* [Written request A]: From the Ohio municipal income tax article, set down word for word the part that opens with the words containing "Residents – Intangible" and closes with "vote, discussed later).".
* [Written request B]: Put this sentence from the Ohio municipal income tax article into Spanish: "Ohio Governor John Kasich recently signed House Bill 5 (“H.B. 5”) into law, which will be effective January 1, 2016."

=== Given text ===

Ohio’s Municipal Income Tax Reform: A Step Towards Uniformity
February 26, 2015 Tax Advisor

 

Ohio Governor John Kasich recently signed House Bill 5 (“H.B. 5”) into law, which will be effective January 1, 2016. H.B. 5 contains broad and sweeping changes to Ohio’s municipal income tax, and is a step toward establishing uniformity in administering and complying with Ohio’s municipal income tax.  Some of the major changes contained in H.B. 5 include:

  • Codification of a more uniform tax base
  • Establishment of a uniform NOL carryforward
  • Increasing days allowed under “occasional entrant rule”
  • Updating minimum and estimated tax thresholds
  • Setting consistent income tax return due dates

A more detailed summary of H.B. 5 is provided below:

Establishing a Uniform Tax Base
For purposes of Ohio’s municipal income tax, a taxpayer’s base is:

(Taxable Income) – (Tax-Exempt Income) – (Permitted NOLS {either under prior rules or post-2016})

Tax-exempt items are defined based on whether the taxpayer is:

  • Resident individual
  • Non-resident individual
  • Business entity

Under H.B. 5, some of the following items are tax-exempt:

Residents – Intangible income, social security, pensions, alimony, child support, military pay, and excluded S corporation income (unless previously approved for taxation by taxpayer vote, discussed later).

=== Data shown ===

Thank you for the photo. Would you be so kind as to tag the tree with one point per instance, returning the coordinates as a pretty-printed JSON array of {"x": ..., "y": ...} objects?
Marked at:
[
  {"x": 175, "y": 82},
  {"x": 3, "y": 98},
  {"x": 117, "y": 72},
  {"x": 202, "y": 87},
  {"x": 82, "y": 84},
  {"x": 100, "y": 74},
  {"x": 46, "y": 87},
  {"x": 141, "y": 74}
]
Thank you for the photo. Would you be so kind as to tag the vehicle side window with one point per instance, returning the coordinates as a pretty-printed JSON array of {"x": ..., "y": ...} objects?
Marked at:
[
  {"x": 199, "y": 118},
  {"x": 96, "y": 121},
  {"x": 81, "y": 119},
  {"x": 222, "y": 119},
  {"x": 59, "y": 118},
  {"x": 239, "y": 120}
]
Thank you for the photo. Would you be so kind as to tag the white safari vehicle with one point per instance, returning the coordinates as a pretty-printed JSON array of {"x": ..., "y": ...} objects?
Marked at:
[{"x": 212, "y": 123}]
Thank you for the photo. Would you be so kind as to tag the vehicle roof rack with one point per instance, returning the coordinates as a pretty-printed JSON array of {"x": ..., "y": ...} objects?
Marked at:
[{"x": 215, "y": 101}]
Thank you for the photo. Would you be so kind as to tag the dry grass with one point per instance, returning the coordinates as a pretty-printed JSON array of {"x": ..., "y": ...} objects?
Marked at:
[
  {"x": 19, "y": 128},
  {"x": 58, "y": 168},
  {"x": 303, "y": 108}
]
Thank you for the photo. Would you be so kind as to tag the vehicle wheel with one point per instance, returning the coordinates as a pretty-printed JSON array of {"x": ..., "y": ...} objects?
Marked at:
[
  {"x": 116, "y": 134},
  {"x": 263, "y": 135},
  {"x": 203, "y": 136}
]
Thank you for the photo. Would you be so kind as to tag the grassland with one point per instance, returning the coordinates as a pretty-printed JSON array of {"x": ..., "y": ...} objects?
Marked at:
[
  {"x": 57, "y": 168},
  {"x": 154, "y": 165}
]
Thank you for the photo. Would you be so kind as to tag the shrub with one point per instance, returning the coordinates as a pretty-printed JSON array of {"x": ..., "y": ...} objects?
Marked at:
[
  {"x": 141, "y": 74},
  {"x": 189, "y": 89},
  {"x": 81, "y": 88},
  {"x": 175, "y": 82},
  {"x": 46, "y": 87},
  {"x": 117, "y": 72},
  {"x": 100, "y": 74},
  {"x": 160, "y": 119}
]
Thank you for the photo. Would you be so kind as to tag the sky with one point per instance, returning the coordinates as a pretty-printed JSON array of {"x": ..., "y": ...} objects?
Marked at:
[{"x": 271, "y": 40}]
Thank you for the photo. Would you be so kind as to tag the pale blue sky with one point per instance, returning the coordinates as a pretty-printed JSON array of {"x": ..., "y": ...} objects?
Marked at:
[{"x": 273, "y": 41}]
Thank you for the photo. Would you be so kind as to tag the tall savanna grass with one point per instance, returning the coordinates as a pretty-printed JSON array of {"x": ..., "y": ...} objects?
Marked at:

===

* [Task output A]:
Residents – Intangible income, social security, pensions, alimony, child support, military pay, and excluded S corporation income (unless previously approved for taxation by taxpayer vote, discussed later).

* [Task output B]: El gobernador de Ohio, John Kasich, promulgó recientemente el Proyecto de Ley 5 de la Cámara de Representantes (“H.B. 5”), que entrará en vigor el 1 de enero de 2016.